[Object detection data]
** BEGIN **

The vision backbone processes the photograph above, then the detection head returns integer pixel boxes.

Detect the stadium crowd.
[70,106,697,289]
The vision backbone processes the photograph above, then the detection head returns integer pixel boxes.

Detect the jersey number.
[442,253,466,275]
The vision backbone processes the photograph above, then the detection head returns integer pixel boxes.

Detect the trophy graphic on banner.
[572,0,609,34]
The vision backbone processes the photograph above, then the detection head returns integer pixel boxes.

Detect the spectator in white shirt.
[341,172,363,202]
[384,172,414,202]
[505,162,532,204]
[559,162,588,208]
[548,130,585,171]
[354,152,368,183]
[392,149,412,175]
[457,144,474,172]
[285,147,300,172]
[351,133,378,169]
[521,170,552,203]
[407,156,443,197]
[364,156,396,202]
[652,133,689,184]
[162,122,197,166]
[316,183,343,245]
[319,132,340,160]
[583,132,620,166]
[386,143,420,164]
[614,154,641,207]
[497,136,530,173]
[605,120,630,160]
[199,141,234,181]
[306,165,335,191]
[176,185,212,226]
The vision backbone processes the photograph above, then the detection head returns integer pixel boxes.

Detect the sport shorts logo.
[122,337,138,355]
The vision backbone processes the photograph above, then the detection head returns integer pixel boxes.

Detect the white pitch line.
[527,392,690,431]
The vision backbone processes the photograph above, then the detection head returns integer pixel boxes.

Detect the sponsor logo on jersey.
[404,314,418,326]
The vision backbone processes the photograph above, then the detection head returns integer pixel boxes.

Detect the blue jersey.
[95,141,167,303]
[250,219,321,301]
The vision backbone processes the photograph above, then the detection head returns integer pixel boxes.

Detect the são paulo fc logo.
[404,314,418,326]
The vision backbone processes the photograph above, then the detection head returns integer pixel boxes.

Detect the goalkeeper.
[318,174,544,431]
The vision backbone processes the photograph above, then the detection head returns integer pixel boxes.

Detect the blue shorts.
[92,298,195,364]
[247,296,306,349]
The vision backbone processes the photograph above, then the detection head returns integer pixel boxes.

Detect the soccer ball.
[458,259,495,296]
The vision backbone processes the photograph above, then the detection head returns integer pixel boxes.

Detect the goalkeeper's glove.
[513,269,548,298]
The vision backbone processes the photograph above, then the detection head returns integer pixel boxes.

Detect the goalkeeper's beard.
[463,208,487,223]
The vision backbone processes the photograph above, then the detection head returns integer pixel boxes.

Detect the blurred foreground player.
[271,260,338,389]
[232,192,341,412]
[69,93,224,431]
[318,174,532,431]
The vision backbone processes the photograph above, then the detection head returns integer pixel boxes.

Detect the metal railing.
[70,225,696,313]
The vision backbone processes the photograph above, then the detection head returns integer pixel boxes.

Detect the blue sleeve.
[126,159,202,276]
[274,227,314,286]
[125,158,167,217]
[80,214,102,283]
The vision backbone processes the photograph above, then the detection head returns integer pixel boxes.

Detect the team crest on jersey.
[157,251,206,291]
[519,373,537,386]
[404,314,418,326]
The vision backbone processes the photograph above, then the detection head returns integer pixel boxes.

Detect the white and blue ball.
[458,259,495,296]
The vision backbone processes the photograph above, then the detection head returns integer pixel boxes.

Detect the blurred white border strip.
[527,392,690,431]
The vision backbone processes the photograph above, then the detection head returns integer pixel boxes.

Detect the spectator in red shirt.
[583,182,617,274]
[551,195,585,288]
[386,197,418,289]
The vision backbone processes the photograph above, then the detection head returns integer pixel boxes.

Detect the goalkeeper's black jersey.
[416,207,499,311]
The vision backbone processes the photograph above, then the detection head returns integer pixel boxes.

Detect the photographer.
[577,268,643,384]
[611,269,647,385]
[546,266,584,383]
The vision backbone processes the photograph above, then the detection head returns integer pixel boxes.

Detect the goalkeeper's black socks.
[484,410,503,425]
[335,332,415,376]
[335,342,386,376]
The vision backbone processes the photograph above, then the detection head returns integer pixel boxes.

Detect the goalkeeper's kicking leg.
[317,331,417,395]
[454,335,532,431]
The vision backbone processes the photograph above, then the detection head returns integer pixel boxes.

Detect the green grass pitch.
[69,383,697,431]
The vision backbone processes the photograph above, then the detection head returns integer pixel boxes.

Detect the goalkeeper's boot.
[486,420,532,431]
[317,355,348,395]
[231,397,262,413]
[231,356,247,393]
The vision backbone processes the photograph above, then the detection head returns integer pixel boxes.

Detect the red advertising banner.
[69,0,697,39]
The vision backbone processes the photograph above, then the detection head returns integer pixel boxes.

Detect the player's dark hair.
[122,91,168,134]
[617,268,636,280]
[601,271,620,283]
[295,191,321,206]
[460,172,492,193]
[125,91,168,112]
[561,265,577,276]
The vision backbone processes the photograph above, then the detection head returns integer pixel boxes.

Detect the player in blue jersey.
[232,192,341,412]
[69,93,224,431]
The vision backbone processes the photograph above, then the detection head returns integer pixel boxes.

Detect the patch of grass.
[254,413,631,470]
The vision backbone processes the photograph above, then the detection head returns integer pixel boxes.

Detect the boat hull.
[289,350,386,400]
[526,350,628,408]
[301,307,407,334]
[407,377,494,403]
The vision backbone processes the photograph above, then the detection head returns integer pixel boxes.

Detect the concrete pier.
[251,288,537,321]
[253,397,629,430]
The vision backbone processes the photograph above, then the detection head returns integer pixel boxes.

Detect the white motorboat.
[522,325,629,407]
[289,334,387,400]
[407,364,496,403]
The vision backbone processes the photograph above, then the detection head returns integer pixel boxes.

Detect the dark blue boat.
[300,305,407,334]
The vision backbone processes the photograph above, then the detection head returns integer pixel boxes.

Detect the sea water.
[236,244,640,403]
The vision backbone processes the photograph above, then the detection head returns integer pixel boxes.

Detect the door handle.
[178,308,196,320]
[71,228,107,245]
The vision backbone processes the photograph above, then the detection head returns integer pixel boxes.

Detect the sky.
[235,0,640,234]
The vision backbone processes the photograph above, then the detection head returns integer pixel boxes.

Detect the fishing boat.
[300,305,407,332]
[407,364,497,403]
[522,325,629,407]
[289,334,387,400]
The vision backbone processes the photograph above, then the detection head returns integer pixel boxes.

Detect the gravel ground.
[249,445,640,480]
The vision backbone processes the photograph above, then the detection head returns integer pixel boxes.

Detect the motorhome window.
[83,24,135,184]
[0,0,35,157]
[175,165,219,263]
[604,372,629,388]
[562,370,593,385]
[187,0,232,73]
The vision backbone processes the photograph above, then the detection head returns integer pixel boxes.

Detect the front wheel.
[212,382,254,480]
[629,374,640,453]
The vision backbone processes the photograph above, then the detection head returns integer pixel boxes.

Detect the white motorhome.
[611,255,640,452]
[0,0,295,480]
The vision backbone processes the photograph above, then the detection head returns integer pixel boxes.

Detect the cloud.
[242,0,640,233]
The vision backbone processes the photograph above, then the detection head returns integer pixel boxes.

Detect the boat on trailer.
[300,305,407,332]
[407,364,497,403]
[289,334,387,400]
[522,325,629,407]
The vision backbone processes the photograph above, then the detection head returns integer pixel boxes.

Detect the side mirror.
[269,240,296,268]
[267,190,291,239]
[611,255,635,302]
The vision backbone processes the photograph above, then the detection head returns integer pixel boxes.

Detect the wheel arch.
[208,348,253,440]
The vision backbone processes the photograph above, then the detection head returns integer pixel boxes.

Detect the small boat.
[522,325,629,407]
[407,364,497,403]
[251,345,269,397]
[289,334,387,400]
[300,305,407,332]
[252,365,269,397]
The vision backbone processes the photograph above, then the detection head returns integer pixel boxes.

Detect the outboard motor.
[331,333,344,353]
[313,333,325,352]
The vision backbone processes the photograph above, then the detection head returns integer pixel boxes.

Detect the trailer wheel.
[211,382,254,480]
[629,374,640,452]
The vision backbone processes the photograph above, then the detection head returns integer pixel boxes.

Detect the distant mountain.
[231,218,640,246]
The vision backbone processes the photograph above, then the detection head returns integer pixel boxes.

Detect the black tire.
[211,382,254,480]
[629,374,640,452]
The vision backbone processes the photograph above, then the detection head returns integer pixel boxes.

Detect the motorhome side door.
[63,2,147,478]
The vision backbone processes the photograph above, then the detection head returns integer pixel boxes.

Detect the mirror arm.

** END **

PROBLEM TO SOLVE → Locate every line in the records above that contains the word "shorts" and copy each one. Only matches with the same capitalization count.

FINISHED TASK →
Detect the sport shorts logo.
Detect the blue shorts.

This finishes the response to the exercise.